→ **To be done**
Recast the lines below as a Markdown table with the columns Row and Line, giving each line a row number and leaving out blank ones, beginning at the line that has "the floral wedding" and stopping after the line that has "[(49, 253)]". Leave the pictures out of the table.

→ **Entries provided**
##########

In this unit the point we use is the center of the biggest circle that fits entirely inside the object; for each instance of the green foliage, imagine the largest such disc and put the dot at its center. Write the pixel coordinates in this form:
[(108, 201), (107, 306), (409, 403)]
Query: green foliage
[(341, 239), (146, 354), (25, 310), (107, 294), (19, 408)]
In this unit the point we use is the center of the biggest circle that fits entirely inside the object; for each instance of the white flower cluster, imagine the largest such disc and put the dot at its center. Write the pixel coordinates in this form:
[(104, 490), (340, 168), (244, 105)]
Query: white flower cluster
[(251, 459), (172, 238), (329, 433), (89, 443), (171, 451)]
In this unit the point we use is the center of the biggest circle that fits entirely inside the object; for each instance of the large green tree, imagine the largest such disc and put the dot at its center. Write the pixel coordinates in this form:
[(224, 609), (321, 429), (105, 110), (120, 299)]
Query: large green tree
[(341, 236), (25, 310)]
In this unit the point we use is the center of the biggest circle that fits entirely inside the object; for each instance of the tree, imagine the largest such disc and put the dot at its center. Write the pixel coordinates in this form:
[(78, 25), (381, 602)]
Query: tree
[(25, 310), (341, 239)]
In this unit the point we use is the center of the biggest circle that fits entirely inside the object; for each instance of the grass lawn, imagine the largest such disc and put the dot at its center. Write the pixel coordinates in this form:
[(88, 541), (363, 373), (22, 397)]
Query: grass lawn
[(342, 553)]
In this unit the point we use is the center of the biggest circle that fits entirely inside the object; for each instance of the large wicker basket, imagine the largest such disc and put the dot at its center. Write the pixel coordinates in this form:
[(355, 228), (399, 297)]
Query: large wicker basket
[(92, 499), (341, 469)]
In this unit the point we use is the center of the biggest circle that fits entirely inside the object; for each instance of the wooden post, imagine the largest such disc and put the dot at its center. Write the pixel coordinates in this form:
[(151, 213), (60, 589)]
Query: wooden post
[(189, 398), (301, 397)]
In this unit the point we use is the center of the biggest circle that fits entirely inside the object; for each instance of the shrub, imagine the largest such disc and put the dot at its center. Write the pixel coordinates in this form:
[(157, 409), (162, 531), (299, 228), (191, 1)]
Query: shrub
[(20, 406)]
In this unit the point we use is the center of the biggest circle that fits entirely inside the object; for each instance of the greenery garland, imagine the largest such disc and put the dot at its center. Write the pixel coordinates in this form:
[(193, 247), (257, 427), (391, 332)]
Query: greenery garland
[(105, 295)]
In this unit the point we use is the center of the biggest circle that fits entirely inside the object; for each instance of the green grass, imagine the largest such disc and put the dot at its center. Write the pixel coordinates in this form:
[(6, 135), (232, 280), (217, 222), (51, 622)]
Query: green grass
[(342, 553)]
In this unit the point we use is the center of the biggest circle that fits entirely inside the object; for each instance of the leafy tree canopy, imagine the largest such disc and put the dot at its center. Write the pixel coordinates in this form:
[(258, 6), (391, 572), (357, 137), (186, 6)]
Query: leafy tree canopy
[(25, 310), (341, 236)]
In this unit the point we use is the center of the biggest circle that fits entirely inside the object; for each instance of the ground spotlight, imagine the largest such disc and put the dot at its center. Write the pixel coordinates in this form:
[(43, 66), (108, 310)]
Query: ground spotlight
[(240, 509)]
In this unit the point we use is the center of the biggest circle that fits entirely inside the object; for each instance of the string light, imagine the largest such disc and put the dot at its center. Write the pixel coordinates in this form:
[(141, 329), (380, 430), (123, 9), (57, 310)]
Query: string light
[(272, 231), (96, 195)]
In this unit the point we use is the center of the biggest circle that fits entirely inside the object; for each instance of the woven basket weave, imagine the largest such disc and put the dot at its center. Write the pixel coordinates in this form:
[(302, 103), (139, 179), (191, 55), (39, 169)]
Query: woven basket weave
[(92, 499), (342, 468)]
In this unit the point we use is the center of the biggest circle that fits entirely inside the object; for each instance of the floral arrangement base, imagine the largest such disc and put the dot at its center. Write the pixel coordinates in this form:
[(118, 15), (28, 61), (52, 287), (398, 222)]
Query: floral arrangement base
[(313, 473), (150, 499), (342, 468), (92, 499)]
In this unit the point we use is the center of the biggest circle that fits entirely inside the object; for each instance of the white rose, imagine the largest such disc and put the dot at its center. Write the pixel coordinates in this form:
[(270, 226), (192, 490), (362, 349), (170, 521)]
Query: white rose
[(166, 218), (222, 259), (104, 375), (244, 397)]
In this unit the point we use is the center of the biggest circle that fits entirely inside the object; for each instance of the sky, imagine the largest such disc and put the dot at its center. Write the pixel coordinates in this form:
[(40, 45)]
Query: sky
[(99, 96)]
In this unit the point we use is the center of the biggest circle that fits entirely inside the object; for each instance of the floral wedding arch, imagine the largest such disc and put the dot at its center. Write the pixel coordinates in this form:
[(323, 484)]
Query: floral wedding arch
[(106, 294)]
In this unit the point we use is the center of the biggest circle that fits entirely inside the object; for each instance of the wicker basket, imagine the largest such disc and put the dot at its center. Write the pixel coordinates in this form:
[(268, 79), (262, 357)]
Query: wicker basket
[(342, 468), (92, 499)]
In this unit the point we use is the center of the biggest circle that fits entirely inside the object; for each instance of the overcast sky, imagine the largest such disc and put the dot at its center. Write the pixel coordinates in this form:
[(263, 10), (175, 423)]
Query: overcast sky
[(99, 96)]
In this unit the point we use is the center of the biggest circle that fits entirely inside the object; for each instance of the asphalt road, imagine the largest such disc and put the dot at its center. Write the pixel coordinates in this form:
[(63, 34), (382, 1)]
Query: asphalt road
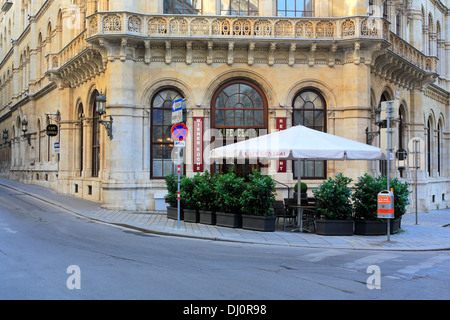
[(49, 253)]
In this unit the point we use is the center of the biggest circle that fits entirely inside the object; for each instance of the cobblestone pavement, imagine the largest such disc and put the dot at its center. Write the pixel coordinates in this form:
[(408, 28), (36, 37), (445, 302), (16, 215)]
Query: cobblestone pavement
[(431, 233)]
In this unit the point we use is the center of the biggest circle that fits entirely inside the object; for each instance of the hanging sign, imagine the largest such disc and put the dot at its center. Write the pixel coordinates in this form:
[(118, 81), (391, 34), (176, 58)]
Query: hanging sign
[(179, 131), (198, 144), (52, 130), (281, 125)]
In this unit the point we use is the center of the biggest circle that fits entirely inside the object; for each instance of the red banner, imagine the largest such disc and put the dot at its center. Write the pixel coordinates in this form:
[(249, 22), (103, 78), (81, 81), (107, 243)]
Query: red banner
[(281, 125), (198, 144)]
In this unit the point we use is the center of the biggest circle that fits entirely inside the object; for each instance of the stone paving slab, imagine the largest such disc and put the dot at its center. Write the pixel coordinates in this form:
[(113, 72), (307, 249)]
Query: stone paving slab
[(429, 234)]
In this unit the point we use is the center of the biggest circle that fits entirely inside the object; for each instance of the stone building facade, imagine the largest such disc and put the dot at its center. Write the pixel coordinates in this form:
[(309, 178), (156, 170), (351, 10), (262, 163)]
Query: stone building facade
[(241, 66)]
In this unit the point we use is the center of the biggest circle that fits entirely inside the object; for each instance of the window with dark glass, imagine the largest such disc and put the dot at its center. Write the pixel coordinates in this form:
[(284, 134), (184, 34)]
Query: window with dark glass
[(295, 8), (95, 137), (183, 6), (239, 7), (429, 146), (161, 138), (309, 110)]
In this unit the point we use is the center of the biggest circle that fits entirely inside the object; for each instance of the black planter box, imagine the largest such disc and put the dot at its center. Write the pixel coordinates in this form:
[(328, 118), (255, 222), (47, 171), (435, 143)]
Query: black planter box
[(172, 213), (376, 228), (335, 227), (191, 215), (208, 217), (231, 220), (258, 223)]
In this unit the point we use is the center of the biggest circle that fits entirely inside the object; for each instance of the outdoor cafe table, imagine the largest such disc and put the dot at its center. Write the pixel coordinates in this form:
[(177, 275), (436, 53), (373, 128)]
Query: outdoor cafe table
[(300, 215)]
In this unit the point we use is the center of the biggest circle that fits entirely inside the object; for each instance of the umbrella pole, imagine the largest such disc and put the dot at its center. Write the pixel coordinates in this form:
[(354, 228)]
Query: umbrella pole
[(299, 201)]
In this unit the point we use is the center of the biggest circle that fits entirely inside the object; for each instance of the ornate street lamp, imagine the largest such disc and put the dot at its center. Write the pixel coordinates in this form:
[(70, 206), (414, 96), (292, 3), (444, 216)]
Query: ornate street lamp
[(100, 102)]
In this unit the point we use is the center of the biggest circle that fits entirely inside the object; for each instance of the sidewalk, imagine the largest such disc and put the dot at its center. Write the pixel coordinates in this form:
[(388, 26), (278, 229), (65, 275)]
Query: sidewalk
[(429, 234)]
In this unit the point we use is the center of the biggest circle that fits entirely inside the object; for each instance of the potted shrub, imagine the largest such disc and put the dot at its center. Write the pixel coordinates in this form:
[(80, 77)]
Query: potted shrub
[(334, 206), (401, 200), (188, 199), (257, 201), (171, 197), (364, 197), (204, 193), (303, 195), (228, 190), (365, 205)]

##########

→ **The result**
| Row | Line |
|---|---|
| 1 | In this unit the point we use is the center of the biggest circle that fits entirely inside the object; for each instance of the floral wedding arch, imagine the largest such disc and put the dot at its center. Write the pixel coordinates in this form: |
| 2 | [(323, 484)] |
| 3 | Query: floral wedding arch |
| 4 | [(106, 294)] |
| 5 | In this unit the point we use is the center of the biggest circle that fits entirely inside the object; for each instance of the wicker basket, imagine the largest such disc and put the dot at its center. Write the pixel coordinates in this form: |
| 6 | [(268, 79), (262, 357)] |
| 7 | Query: wicker basket |
| 8 | [(342, 468), (92, 499)] |
| 9 | In this unit the point we use is the center of the biggest circle that fits entirely inside the object; for each instance of the overcast sky, imagine the largest such disc and put the dot at its center. Write the pixel coordinates in this form: |
| 10 | [(263, 10), (175, 423)] |
| 11 | Query: overcast sky |
| 12 | [(99, 96)] |
| 13 | In this unit the point we use is the center of the biggest circle that fits entirely inside the object; for each instance of the asphalt road, imagine the largest such disc and put the dot at its center. Write the pixel coordinates in this form: |
| 14 | [(63, 34), (382, 1)] |
| 15 | Query: asphalt road |
| 16 | [(49, 253)] |